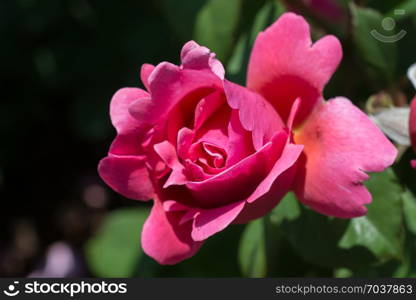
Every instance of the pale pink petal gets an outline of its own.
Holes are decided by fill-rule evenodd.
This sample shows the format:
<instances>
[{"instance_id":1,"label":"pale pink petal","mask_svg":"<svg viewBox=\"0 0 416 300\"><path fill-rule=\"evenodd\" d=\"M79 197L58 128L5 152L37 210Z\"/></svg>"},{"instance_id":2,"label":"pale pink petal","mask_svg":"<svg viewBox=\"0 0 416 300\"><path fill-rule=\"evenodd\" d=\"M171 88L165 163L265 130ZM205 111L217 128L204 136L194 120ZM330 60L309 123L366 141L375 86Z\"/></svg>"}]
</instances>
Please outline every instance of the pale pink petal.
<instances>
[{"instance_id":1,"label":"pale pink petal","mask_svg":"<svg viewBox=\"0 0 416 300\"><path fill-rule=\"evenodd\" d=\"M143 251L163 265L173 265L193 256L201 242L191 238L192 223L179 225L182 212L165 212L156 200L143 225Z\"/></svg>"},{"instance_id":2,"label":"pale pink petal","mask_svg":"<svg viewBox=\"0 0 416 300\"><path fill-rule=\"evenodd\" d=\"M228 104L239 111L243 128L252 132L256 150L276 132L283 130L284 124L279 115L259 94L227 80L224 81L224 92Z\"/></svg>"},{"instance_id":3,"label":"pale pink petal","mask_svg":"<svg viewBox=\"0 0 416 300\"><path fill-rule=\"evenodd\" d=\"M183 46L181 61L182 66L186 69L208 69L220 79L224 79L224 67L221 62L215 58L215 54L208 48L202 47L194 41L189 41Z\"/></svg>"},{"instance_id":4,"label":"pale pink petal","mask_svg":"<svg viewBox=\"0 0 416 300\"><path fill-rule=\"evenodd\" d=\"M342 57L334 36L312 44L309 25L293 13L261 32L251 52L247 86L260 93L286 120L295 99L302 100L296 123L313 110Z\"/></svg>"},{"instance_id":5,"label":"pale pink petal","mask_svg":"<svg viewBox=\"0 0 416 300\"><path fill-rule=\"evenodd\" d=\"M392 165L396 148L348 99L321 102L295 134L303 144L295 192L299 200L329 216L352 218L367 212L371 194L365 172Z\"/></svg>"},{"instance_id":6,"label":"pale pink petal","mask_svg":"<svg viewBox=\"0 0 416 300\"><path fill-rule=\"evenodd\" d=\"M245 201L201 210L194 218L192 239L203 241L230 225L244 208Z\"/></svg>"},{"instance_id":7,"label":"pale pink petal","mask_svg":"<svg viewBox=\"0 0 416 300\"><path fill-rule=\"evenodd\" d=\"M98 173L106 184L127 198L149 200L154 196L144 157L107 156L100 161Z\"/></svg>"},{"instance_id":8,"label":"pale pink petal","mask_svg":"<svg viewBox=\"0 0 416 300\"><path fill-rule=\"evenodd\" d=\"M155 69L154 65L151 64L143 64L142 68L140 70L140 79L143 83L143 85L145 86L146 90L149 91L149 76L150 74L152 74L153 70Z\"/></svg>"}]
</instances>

* _Work to complete_: Please count how many lines in the data above contain the string "outline", treating uppercase and lowercase as different. Give only the number.

* _Solution to the problem_: 2